Reproduce the records verbatim, starting at the line that contains "out like [108,169]." and continuing through the end of the records, both ends included.
━━ Dataset records ━━
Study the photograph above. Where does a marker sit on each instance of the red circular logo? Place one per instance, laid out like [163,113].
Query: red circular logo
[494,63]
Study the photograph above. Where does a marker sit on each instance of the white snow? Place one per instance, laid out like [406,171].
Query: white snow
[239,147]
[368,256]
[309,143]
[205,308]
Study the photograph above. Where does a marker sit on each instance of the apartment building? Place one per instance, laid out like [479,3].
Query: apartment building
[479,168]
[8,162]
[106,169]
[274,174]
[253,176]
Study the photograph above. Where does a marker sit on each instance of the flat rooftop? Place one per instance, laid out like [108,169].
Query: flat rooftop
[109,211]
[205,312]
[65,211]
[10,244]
━━━
- **Response**
Study the photograph above. Where does a marker sit on each instance of the flat rooftop? Place one per instance, laid out like [108,169].
Query: flat rooftop
[109,211]
[205,312]
[65,211]
[10,244]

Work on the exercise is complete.